Pointing dataset excerpts:

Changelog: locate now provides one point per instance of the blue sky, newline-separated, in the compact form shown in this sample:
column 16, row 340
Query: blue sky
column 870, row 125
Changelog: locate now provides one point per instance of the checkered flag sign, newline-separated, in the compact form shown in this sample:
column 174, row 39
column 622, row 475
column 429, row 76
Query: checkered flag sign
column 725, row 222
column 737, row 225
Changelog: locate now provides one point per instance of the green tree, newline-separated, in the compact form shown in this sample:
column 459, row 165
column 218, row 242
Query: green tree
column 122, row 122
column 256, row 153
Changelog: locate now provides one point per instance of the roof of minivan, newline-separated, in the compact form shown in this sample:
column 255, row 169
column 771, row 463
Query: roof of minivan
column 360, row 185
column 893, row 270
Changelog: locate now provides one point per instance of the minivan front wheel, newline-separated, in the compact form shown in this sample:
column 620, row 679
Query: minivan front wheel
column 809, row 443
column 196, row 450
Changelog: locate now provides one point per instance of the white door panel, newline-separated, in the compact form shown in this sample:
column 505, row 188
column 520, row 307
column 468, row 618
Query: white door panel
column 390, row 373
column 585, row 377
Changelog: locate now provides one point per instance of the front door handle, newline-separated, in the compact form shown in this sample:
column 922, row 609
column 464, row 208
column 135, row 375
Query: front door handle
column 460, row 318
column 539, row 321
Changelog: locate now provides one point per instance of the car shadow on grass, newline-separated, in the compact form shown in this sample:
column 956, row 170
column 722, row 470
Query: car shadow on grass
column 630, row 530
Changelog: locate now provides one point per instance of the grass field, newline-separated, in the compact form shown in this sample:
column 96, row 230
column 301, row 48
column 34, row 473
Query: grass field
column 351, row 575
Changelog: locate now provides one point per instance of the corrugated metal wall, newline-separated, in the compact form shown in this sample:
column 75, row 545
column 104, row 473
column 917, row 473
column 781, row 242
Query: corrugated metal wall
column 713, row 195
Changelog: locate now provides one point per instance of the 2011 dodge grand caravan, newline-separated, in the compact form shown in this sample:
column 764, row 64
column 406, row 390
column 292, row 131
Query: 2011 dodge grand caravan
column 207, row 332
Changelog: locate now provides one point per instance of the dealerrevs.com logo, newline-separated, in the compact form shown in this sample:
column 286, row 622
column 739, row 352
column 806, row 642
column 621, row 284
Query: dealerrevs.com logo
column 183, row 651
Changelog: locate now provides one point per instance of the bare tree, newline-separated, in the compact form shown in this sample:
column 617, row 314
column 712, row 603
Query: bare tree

**GIVEN PROBLEM**
Write out all of the data above again, changing every "Query" to "Target" and leaving everything else untouched.

**PROBLEM SOLUTION**
Changelog: locate now provides one point per instance of the blue sky, newline-separated, in the compact form shown in this sample:
column 16, row 340
Target: blue sky
column 870, row 125
Changelog: locate now provides one point per instance of the checkered flag sign, newline-separated, in the compact form shown in this sample:
column 174, row 39
column 622, row 475
column 429, row 76
Target: checkered flag sign
column 725, row 222
column 737, row 225
Changelog: locate now provides one point per instance of the green tree, newline-separated, in the compact form shown in this sample:
column 459, row 165
column 218, row 242
Target: green tree
column 122, row 122
column 256, row 153
Changelog: locate now provides one point per instance of the roof of minivan, newline-separated, in the compact form shown in this sample:
column 255, row 169
column 771, row 463
Target: roof of minivan
column 360, row 185
column 893, row 270
Changelog: locate now provides one point per instance of the minivan front wheel, newline-separated, in the compact form shown in this sample:
column 620, row 679
Target: minivan front wheel
column 809, row 443
column 196, row 450
Changelog: locate now provides one point per instance of the white door panel, newline-separated, in the compact form shown in this sample:
column 505, row 188
column 520, row 307
column 468, row 618
Target: white door panel
column 390, row 373
column 585, row 377
Changelog: locate now provides one point per instance of the front door handle, newline-separated, in the compact form shown in this sample:
column 922, row 609
column 464, row 208
column 135, row 375
Target: front door handle
column 460, row 318
column 539, row 321
Changelog: locate now provides one point per instance of the car shadow on grass, newline-separated, in the compact form shown in this sample:
column 956, row 170
column 722, row 470
Target: car shadow on grass
column 630, row 530
Changelog: locate now provides one point per instance of the grass field, newline-separated, in the compact form shown in this sample:
column 96, row 230
column 301, row 48
column 34, row 473
Target: grass field
column 351, row 575
Changelog: locate now provides one point per instance of the corrugated metal wall, newline-separated, in the compact form shown in this sample:
column 75, row 545
column 104, row 473
column 917, row 473
column 781, row 242
Target: corrugated metal wall
column 713, row 195
Changelog: locate now provides one point per instance of the 2011 dodge grand caravan, newline-separated, in the compact form shown in this sample:
column 764, row 64
column 406, row 390
column 292, row 131
Target: 2011 dodge grand caravan
column 207, row 332
Changelog: locate now provides one point per instance of the dealerrevs.com logo, newline-separated, in the compact form shown in this sample:
column 286, row 622
column 739, row 352
column 806, row 642
column 621, row 284
Target: dealerrevs.com logo
column 183, row 651
Changelog: locate now provides one point per instance of the bare tree, newline-separated, in the compact form shown in this sample:
column 617, row 314
column 712, row 603
Target: bare tree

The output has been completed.